▶ [Exercise prompt]
Reproduce the records exactly.

▶ [Data provided]
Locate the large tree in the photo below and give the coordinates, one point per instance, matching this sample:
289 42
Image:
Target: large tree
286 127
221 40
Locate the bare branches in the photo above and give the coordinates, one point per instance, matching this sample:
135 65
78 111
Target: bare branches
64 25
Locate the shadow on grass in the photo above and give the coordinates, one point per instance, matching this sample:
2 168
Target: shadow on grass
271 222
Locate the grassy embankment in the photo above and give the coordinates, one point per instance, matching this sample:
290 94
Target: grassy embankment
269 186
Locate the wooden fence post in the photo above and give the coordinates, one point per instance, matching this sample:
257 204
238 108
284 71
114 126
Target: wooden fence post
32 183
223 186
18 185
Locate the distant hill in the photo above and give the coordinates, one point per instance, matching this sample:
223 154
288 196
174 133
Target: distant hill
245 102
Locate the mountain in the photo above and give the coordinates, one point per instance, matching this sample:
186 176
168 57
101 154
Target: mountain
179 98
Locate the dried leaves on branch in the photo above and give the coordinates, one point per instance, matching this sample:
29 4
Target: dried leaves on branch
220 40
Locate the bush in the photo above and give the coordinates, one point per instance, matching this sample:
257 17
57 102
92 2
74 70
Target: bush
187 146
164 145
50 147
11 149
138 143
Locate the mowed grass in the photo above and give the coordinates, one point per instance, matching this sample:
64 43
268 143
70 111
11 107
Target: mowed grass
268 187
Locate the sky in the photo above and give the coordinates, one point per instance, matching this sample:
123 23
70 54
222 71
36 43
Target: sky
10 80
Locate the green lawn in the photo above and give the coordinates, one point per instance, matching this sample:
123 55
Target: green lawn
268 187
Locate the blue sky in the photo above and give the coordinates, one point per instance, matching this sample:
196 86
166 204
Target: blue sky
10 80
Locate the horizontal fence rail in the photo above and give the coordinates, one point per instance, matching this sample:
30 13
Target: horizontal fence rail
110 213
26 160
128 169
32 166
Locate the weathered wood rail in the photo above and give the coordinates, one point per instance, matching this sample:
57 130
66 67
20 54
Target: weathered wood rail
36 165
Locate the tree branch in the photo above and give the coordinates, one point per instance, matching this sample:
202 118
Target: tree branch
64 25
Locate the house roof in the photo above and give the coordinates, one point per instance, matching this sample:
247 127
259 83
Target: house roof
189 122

▶ [Answer to the task]
Locate the large tree in the photo below and give the coordinates, one point per instance, matching this sample:
289 42
Image:
Target: large tree
286 127
221 40
Locate the bare branches in the photo above and give the coordinates, one point per instance, matching this sample:
135 65
78 111
Target: bare branches
64 25
Locate the shadow on grass in the photo above and give the coordinates, one point per instance, matching this sample:
2 168
Target: shadow on grass
271 222
Locate the grassy embankment in the photo above and give the coordinates, one point per instance, matching this sample:
290 94
Target: grassy embankment
269 186
Locate the wooden fence post in the photo above and give the coordinates, one point per instance, matching this sample:
257 204
238 108
284 71
114 126
Target: wooden fence post
32 183
223 186
18 185
Locate the distant hill in the photo above and give the coordinates, one point per instance, matching this sample:
223 154
288 196
174 133
Target: distant hill
245 102
Locate the mountain in the photo above and give the coordinates, one point per instance, matching this sample:
186 176
168 57
101 154
Target: mountain
179 98
Locate the dried leaves on branch in the photo above and give the coordinates, one point per instance, matching this sample:
29 4
Target: dried leaves on branch
220 40
Locate the bush in the photo above and give the coordinates, one point per instance, matching this sample:
257 17
57 102
92 2
74 70
Target: bush
187 146
164 145
50 147
11 149
138 143
Locate the mowed grass in the photo above and give the coordinates, one point per instance, matching this sample:
64 43
268 143
70 111
11 107
Target: mowed grass
268 187
Locate the sky in the photo above and give the coordinates, one point per instance, matching this sample:
123 23
70 54
222 71
36 43
Target: sky
10 80
Locate the green lawn in the photo above and give the coordinates, one point per instance, matching this sample:
123 55
Target: green lawn
268 187
Locate the blue sky in the photo above and give the coordinates, one point per instance, matching this sample:
196 86
166 204
Target: blue sky
10 80
Locate the horizontal fence rail in the photo above and give the coordinates, one point per instance, matching this sample:
30 13
Target: horizontal fence rail
110 213
26 160
128 169
32 166
Locate the weathered wood rail in the photo above and give the coordinates, one point per instance, matching this sample:
57 130
66 67
20 54
Target: weathered wood rail
36 165
Locate the tree branch in the photo above and give the coordinates, one point per instance, matching this sample:
202 118
Target: tree branch
64 25
Locate the house roof in the photo above and give the coordinates, one point per instance, matching this sample:
247 127
259 83
Target: house roof
189 122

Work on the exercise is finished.